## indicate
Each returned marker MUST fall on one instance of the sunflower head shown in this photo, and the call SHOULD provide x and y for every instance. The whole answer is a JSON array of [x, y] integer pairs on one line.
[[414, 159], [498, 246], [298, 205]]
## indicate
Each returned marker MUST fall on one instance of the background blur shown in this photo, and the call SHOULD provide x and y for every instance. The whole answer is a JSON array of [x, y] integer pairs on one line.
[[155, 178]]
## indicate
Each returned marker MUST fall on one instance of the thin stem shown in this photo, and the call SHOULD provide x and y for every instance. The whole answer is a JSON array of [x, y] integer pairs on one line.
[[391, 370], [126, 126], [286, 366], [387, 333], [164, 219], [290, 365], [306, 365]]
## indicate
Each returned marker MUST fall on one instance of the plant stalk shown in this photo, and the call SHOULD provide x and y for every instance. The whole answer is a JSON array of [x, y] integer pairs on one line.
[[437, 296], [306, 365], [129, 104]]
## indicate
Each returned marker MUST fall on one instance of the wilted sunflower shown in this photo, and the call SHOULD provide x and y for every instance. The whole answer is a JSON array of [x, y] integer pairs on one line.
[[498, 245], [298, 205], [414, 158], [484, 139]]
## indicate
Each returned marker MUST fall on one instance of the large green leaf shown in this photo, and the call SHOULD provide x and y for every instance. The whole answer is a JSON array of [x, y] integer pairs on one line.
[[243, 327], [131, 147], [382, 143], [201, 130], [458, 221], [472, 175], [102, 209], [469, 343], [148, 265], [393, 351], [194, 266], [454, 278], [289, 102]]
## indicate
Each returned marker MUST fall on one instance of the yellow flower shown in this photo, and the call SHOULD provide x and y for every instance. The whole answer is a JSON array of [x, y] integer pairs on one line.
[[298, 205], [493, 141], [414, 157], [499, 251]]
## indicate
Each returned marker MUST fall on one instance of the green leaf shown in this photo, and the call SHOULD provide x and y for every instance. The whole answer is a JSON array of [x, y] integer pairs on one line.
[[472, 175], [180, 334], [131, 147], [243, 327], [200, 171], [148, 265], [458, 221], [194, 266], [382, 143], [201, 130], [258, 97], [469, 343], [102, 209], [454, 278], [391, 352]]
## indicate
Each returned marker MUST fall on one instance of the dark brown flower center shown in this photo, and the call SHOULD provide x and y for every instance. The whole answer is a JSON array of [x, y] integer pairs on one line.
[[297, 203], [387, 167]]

* * * * * * * * *

** ABOUT THIS TASK **
Repeat exactly, and only, the lines from the line containing "Each returned marker MUST fall on one instance of the green" through the last line of the records above, both included.

** TASK RESPONSE **
Each returned marker MUST fall on one instance of the green leaf shown in this photo, and the call SHOULD provide x and y for every instance. The whole answer is a JSON array of [x, y] integer pairs on one line.
[[472, 175], [180, 334], [131, 147], [243, 327], [200, 171], [148, 265], [458, 221], [194, 266], [382, 143], [201, 130], [258, 97], [469, 343], [102, 209], [454, 278], [391, 352]]
## indicate
Each returned marker MUST fall on one instance of the dark brown flower center shown in this photo, and the call SHOULD provide x and y for every instance. The whole answer is a JSON array of [x, y] integer pairs on one line.
[[297, 203], [387, 167]]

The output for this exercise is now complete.